▶ Document text:
◆ ◆ ◆ ◆

March 10, 2006
Protest
I spent a few days in Kansas City once at one of those tedious professional conferences featuring experts who claim expertise, you know, that attribute of knowing more and more about less and less until you know all there is to know about nothing and just can’t wait to tell others about it for a handsome fee. The only redeeming grace about the time I was there was getting to hear Count Basie’s band in person a couple of nights in a row.
Sorry about this clumsy segué, but Kansas has been on my mind of late, and it’s mostly been about God. First, there’s the penchant over there for creation being intelligently designed. Now I don’t see how anybody can take issue with that. After all, the more we find out about creation, the more remarkable it seems. Even to call it “creation,” though, is something of an act of faith that implies a creator, as if that weren’t enough in itself to rankle the ACLU. But then to go so far as to suggest that we’re intelligent enough to know that it was somehow intelligently brought about might only serve to amuse both Charles Darwin and God.
But that’s not all. There are some crazies from Kansas who are actually marching in protest at funerals and in the name of Jesus, of all people. They’re marching around with vulgar signs claiming who God loves and who God doesn’t love as if they’re on some kind of inside track with heavenly priorities. Everybody knows that when a person’s dead, they’re dead, regardless of their principles. What is done about grieving them and their life is the business of their family and their friends. It’s a time to make nice, not naughty, to celebrate the Big Sleep with the Big Wake.

◆ ◆ ◆ ◆

[Extracted data entries]
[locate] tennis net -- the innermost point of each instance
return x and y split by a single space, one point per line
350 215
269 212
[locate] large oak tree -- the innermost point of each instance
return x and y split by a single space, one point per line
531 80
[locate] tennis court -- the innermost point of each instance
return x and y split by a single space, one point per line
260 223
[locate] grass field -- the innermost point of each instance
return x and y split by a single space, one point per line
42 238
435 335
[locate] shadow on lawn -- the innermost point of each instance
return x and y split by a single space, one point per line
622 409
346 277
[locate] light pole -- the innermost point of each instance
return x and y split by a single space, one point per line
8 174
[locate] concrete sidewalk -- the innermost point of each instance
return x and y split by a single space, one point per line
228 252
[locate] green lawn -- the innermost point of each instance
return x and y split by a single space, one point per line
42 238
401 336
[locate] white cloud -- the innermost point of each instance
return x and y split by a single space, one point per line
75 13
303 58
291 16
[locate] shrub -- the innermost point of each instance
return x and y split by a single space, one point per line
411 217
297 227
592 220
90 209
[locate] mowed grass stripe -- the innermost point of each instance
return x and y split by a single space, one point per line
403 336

◆ ◆ ◆ ◆

▶ Exercises to complete:
A – Rewrite the paragraph of the essay about Kansas that begins "But that's not all" as a shorter paragraph, keeping its main facts.
B – Answer these questions from the essay about Kansas:
(i) Whose band did the writer hear in Kansas City, and for how long?
(ii) What idea might amuse both Charles Darwin and God?
(iii) Whose business is it to grieve the dead?
C – Pick up the essay about Kansas after its last sentence and keep writing.

▶ Answers to the exercises:
A – Some people from Kansas march in protest at funerals in the name of Jesus. They carry vulgar signs declaring whom God loves and doesn't love, as if they knew heaven's priorities. The writer holds that the dead are dead regardless of their principles and that grieving them is the business of family and friends. A funeral is a time to make nice, celebrating the Big Sleep with the Big Wake.

B –
(i) Count Basie's band, a couple of nights in a row.
(ii) The suggestion that we're intelligent enough to know that creation was somehow intelligently brought about.
(iii) The business of their family and their friends.

C –
We forget that Jesus never wrote anything that we know about, nor said anything that we know first hand about, save only that he had to depend on other people’s filters. And there’s nothing in even that corpus that could lend even the slightest credence to protest marches at somebody’s funeral. One could make biblical argument for having an adequate supply of the sauce at weddings, maybe, but protest marches at funerals?
We should know better. We should be ashamed. Because we’re all in this together. What we should really be about grieving and protesting is the unthinking and devastating complicity in our own lives and in the lives of others.
Everybody knows how it is to feel good and safe about something even if we’ve only had a few moments feeling it. Everybody should be aware and alert about that and about how to make feeling safe in a just society possible for ourselves and for others as far as we can reach. If the church is about anything, it’s about that, about teaching folk to be human and to get some pleasure out of it, for God’s sake, and to be grateful. I suppose there are those who’d protest even that for lack of something better to grouse about just to get themselves noticed.
We’re better than that. God said so when he wrote Genesis and when he baptised Jesus and started off Lent so we’d take notice.